TASK DESCRIPTION: Your answer must be an exact copy of the entries below, with no pictures in it.

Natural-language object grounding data
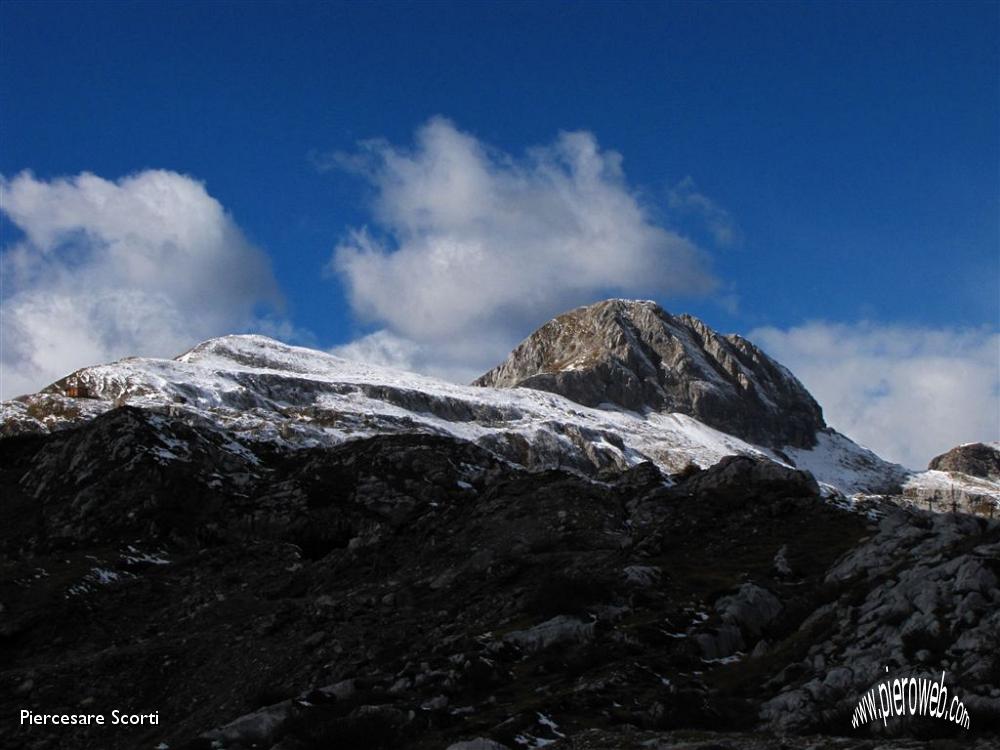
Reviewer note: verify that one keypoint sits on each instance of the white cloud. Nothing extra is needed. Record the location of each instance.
(684, 198)
(147, 265)
(907, 393)
(474, 246)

ANSWER TO THE PROBLEM:
Reviewer note: verify that one keypoint sits on each instance of the white cloud. Nothing extra is needed. Record the location of each instance.
(684, 198)
(147, 265)
(907, 393)
(474, 246)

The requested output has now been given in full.